(PASSAGE SHOWN begins)

The test received a passing grade, with qualifications. Not only we did complete the project, we were able to repeat a rather precise measurement of the (well-known) cross-section for Z boson production, which would have failed if the archive and the accompanying information had been unusable. That said, there is room for improvement: small things were missing, including some calibration information and some simulated data. The biggest issue is perhaps the format for the data storage (difficult to use and unpack for a typical user).

It’s important to recognize that the persons in charge of Open Data at CMS have a huge and difficult job; they have to figure out how to write the nearly impossible handbook I referred to above. It’s therefore crucial that people like our group of theorists actually use the open data sets now, not just after the LHC is over. Now, when the open data sets are still small, is the time to figure out what information is missing, to determine how to improve the data storage, to fill out the documentation and make sure it has no gaps. We hope we’ve contributed something to that process.

The Future

Should others follow in our footsteps? Yes, I think, though not lightly. In our case, five experts required two years to do the simplest possible study; we could have done it in one year if we’d been more efficient, but probably not much less. Do not underestimate what this takes, both in terms of understanding the data and learning how to do statistical analysis that most people rarely undertake.

But there are studies that simply cannot be done without real data, and unless you can convince an experimentalist to work with you, your only choice may be to dive in and do your best. And if you are already somewhat informed, but want to learn more about how real experimental analysis is done, so you can appreciate more fully what is typically hidden from view, you will not find a better self-training ground. If you want to take it on, I suggest, as an initial test, that you try to replicate our measurement of the Z boson cross-section. If you can’t, you’re not ready for anything else.

I should emphasize that Open Data is a resource that can be used in other ways, and several groups have already done this. In addition to detailed studies of jets carried out on the real data by my collaborators, led by Professor Jesse Thaler, there have been studies that have relied solely on the archive of simulated data also provided by the CMS Open Data project. These have value too, in that they offer proving grounds for techniques to be applied later to real data. Since exploratory studies of simulated data don’t require the extreme care that analysis of real data demands, there may be a lot of potential in this aspect of the Open Data project.

In the end, our research study, like most analyses, is just a drop in the huge bucket of information learned from the LHC. Its details should not obscure the larger question: how shall we, as a community, maintain the LHC data set so that it can continue to provide information across the decades? Maybe the Open Data project is the best approach.  If so, how can we best support it?  And if not, what is the alternative?

(PASSAGE SHOWN ends)
(ENTRIES SHOWN begins)

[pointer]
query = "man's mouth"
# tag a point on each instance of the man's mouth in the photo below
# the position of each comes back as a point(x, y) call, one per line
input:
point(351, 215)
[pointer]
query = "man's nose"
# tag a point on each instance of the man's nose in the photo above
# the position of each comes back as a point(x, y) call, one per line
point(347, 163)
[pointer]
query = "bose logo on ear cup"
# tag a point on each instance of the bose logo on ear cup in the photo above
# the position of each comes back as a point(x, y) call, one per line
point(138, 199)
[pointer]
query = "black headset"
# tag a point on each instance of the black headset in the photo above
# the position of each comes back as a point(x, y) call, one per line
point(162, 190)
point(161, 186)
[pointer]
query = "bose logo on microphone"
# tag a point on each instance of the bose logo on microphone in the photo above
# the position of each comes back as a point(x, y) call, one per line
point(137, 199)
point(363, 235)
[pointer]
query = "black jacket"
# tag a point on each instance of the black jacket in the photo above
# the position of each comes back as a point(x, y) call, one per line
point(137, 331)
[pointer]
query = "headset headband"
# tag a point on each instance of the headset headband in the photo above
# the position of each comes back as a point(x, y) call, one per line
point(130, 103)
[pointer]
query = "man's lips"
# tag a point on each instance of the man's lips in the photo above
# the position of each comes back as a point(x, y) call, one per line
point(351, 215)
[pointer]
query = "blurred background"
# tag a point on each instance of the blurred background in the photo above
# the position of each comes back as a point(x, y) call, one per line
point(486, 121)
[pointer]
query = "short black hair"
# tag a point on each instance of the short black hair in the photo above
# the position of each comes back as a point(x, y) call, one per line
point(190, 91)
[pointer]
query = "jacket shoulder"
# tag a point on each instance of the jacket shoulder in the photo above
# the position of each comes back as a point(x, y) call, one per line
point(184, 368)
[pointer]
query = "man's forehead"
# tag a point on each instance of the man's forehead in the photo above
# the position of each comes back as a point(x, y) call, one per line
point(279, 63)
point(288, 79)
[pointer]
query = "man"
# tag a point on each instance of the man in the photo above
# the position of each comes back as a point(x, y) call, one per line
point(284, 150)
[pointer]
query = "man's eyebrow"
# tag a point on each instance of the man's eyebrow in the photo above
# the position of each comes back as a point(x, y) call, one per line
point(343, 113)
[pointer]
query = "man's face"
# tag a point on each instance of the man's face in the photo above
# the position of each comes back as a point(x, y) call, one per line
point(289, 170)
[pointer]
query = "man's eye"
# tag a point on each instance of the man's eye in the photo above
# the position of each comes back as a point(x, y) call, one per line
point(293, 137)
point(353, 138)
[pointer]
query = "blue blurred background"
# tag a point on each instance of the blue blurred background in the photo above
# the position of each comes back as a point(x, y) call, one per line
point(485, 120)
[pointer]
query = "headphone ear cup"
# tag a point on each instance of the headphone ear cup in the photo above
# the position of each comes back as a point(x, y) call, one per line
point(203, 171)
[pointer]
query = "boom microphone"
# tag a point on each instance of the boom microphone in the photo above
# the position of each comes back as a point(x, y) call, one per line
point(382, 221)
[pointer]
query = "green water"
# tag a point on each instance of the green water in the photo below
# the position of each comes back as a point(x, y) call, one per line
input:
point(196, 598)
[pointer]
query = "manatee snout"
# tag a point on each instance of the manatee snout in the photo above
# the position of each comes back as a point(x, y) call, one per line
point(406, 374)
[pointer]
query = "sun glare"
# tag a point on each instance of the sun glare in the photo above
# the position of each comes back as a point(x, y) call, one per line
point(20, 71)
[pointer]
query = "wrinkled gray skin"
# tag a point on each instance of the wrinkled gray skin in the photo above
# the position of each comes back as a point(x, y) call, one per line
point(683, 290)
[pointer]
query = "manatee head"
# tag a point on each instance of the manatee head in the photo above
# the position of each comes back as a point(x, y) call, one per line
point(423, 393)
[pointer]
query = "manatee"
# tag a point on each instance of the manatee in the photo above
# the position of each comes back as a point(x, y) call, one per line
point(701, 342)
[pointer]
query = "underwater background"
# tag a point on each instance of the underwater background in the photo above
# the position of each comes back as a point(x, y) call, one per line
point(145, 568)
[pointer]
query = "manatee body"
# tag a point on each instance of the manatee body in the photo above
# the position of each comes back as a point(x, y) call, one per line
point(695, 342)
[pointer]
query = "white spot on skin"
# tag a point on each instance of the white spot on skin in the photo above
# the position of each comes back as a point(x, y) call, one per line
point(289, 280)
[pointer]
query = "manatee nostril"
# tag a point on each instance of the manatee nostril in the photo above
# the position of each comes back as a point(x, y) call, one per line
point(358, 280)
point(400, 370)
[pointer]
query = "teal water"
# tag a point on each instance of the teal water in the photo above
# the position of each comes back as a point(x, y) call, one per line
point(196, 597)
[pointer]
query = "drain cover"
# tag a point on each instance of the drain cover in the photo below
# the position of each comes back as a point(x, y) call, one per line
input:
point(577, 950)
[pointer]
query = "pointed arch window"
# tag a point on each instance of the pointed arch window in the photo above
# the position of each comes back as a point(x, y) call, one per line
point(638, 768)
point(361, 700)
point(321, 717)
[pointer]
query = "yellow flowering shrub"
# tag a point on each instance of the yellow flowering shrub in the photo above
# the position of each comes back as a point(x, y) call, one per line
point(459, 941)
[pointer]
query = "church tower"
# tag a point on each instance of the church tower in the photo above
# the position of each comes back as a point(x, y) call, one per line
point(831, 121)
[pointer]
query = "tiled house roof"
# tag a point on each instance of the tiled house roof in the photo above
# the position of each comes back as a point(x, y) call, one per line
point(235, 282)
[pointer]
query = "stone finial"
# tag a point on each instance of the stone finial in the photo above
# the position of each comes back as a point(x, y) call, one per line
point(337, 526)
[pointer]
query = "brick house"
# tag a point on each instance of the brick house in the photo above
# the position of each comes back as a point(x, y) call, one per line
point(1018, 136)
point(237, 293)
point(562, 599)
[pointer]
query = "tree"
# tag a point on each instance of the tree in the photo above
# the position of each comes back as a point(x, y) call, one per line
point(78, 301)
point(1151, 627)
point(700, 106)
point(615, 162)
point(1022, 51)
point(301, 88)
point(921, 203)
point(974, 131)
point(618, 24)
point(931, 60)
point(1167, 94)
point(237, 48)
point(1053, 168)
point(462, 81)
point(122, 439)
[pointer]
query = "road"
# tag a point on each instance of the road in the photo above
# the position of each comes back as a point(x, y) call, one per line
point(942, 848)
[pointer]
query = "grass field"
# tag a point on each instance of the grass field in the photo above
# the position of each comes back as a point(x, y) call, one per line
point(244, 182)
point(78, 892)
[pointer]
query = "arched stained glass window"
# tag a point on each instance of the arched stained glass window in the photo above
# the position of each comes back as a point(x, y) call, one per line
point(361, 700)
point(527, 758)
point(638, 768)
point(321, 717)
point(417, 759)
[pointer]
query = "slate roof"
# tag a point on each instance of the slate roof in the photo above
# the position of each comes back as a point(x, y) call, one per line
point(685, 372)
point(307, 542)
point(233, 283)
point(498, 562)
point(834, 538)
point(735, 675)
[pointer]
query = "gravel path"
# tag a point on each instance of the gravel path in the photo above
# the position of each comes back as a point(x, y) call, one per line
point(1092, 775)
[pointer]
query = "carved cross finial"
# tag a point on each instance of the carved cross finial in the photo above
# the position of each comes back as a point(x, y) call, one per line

(ENTRIES SHOWN ends)

PROBLEM STATEMENT → Please write out the part of the passage on CMS Open Data that opens with the words containing "But there are" and closes with "for anything else.". Work only from the passage on CMS Open Data, not from the records.

ANSWER TO THIS PROBLEM →
But there are studies that simply cannot be done without real data, and unless you can convince an experimentalist to work with you, your only choice may be to dive in and do your best. And if you are already somewhat informed, but want to learn more about how real experimental analysis is done, so you can appreciate more fully what is typically hidden from view, you will not find a better self-training ground. If you want to take it on, I suggest, as an initial test, that you try to replicate our measurement of the Z boson cross-section. If you can’t, you’re not ready for anything else.